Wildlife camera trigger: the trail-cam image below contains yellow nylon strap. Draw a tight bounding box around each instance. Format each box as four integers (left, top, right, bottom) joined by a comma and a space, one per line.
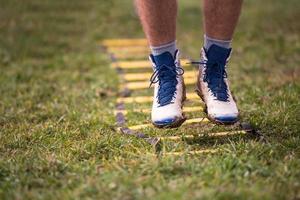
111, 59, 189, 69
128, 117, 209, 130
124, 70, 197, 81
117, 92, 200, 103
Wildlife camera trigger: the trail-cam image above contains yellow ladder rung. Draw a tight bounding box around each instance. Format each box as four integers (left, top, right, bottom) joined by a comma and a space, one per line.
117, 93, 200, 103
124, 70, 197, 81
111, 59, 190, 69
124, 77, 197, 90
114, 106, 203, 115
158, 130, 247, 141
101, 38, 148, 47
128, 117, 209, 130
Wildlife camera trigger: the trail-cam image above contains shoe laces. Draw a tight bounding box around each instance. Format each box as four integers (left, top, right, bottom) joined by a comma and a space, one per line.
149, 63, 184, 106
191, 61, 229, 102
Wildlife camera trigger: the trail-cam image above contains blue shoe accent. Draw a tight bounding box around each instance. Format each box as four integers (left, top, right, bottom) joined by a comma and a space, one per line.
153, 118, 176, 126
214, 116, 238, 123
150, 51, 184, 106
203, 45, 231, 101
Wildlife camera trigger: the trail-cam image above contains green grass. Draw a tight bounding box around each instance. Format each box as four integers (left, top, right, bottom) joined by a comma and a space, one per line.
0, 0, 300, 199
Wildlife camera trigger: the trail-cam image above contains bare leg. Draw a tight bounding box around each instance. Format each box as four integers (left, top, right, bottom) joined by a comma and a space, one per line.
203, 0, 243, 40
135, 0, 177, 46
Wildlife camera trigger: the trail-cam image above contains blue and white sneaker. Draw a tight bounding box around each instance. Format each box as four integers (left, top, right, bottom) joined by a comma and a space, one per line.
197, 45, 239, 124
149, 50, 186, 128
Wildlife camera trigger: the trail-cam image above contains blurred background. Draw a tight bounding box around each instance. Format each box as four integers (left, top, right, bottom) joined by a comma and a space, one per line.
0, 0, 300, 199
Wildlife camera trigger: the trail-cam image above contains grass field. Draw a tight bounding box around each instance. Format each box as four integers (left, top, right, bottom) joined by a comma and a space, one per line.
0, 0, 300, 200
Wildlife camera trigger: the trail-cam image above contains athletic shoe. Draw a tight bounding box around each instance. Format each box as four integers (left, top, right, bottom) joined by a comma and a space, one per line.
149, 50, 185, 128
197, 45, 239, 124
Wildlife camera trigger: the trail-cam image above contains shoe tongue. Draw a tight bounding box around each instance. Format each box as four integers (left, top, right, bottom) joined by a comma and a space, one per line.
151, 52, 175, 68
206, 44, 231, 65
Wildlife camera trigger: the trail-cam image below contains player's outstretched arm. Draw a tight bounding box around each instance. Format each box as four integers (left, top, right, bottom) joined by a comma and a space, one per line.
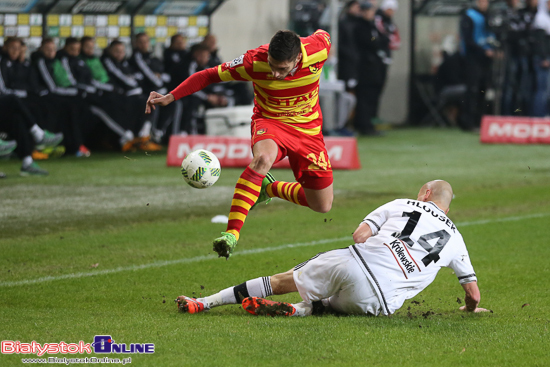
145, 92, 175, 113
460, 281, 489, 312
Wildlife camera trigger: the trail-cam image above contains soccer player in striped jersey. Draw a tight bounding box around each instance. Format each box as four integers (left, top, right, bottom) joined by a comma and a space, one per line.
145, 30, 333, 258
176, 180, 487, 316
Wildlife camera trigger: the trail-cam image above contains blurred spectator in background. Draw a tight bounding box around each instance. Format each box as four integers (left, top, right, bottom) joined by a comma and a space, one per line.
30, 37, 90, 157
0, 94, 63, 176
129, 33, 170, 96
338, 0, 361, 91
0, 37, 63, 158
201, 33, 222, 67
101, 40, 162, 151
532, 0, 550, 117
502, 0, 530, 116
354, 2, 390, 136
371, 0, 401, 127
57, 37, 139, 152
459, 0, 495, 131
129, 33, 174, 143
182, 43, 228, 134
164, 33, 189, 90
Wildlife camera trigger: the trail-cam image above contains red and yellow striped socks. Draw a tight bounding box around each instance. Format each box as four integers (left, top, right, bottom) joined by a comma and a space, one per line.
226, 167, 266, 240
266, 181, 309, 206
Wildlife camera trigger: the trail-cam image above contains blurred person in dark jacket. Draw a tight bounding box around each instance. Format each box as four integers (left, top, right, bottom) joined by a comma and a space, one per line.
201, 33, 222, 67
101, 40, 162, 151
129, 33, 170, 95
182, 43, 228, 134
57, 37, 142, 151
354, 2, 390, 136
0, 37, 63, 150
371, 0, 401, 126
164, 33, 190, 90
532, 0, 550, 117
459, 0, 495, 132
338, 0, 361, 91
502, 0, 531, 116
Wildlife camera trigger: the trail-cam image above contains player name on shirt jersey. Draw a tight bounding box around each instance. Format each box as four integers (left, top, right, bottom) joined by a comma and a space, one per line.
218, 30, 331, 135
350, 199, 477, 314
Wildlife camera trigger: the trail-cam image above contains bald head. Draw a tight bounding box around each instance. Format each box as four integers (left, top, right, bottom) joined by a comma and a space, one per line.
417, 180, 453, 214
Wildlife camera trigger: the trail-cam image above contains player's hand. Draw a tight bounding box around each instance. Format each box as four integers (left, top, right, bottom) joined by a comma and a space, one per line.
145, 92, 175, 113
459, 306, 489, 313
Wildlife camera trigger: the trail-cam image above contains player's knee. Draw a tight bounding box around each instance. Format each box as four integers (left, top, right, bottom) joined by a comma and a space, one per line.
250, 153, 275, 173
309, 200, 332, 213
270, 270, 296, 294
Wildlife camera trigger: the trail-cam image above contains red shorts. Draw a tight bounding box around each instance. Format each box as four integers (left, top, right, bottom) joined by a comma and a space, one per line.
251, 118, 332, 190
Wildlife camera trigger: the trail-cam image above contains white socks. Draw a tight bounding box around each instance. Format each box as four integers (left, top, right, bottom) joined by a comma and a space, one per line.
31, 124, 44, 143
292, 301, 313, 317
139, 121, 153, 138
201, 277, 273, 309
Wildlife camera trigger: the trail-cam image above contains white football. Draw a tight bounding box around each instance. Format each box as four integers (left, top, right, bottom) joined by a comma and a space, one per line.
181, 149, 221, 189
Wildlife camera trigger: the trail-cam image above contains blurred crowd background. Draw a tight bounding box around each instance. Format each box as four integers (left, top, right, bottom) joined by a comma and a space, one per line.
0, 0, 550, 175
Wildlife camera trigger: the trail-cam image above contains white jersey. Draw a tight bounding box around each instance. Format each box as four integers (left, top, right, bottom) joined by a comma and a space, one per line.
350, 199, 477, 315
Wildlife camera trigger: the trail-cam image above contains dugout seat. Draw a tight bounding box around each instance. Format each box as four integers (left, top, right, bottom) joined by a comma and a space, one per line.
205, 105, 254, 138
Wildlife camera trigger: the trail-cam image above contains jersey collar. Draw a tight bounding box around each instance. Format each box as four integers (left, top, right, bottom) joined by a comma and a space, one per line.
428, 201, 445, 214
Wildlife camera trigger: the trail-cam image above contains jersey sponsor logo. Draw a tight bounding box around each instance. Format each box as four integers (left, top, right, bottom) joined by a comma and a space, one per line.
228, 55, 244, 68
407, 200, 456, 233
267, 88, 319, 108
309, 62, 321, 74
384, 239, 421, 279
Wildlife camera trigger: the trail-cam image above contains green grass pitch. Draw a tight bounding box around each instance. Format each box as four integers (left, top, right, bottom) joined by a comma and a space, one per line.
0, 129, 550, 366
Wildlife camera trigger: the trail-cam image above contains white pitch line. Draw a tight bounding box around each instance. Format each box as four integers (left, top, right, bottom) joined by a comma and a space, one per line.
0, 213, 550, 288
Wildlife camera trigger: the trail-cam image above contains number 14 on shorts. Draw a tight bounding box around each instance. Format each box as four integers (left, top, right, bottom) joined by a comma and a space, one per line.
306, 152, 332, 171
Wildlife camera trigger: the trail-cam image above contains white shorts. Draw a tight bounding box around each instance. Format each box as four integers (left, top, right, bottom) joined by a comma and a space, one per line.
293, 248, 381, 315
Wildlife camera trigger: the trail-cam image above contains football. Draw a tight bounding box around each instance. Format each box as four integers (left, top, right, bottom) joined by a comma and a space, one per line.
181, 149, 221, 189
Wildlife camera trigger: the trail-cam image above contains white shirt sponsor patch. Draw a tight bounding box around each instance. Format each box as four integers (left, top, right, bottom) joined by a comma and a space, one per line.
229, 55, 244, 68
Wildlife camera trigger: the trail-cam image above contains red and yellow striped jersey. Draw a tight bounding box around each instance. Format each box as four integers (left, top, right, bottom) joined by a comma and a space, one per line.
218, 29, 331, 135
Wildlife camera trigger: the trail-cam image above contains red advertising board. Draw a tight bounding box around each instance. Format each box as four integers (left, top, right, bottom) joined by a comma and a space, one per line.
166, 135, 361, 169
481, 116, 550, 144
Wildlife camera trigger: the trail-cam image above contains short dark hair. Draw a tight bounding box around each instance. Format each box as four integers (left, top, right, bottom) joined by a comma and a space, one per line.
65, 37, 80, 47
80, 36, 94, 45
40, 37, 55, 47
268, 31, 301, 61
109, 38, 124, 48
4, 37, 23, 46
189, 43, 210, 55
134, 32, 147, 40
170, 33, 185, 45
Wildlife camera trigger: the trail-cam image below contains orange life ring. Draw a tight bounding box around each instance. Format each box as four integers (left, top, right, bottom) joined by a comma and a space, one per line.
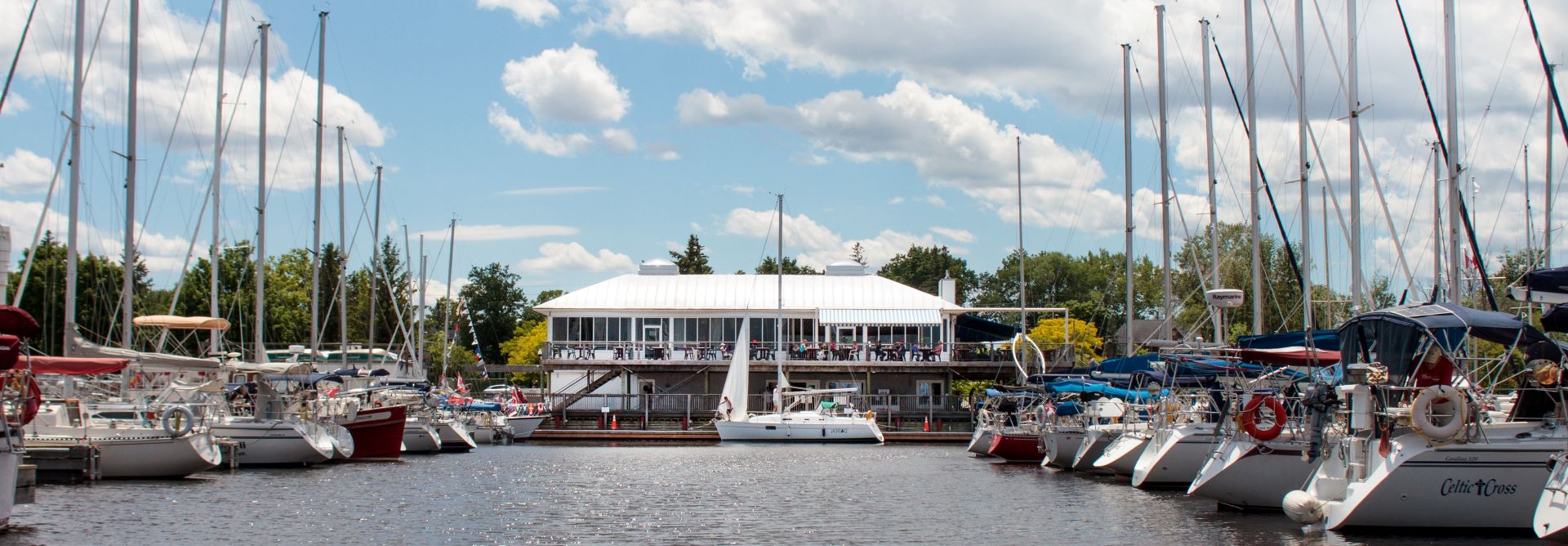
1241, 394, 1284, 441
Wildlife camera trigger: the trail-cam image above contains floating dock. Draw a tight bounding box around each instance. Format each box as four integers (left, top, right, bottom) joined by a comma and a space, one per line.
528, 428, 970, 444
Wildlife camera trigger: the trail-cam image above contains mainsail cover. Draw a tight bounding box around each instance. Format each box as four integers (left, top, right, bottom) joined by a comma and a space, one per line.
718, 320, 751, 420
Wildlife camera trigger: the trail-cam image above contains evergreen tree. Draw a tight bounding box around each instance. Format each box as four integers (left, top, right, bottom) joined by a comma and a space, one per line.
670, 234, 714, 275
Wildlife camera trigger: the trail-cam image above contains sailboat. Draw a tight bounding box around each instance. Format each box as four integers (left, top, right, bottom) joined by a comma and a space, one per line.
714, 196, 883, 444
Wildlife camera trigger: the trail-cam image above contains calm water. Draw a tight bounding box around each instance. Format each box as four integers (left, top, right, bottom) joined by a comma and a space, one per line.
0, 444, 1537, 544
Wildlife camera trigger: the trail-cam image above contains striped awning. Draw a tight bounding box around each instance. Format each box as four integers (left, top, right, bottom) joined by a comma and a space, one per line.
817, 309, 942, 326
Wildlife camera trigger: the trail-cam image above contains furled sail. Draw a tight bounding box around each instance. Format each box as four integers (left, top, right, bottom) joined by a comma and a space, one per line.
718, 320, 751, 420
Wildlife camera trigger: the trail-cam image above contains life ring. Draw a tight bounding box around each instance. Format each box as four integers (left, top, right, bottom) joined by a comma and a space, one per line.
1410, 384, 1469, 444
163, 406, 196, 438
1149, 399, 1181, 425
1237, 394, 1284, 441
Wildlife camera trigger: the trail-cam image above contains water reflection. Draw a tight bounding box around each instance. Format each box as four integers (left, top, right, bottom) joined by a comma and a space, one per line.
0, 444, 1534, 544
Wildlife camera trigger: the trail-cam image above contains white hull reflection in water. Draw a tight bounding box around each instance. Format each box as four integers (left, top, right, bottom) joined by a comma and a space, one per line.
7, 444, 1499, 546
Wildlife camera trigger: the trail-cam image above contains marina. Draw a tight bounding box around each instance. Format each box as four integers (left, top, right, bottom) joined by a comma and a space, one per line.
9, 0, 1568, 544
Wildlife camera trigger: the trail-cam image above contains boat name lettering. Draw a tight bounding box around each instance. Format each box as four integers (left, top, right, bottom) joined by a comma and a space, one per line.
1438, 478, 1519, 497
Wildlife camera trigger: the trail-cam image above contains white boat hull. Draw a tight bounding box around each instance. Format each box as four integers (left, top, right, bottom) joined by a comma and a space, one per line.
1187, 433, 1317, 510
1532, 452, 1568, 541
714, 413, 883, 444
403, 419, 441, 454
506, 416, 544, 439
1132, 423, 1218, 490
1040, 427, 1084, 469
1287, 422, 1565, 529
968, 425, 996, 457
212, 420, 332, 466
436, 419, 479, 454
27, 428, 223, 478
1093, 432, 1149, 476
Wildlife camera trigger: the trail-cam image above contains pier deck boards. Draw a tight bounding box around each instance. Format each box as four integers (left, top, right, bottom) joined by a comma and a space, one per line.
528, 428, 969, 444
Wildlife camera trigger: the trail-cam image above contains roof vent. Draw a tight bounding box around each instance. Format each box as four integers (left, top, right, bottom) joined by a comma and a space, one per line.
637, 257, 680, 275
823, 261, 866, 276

..........

What you are asked to do
Reproduce the rows starting with the line that contains "above contains sailboat." and going on through the line that contains "0, 444, 1537, 544", changing "calm water" to "open water" and leaving everything else unchanged.

Task solution
Wildlife camera trigger: the trail-cam image above contains sailboat. Draw a tight bounding box around each instance. Format each box as four integers (left, top, right, bottom) joined by a comma and a space, one per line.
714, 196, 883, 444
Wildlife camera trigger: the trail-cam image above contains open water. Draw a tight bounding box around each instance. Format each box as four integers (left, top, right, bottom) joined by a comma and a space, one per line.
0, 444, 1537, 544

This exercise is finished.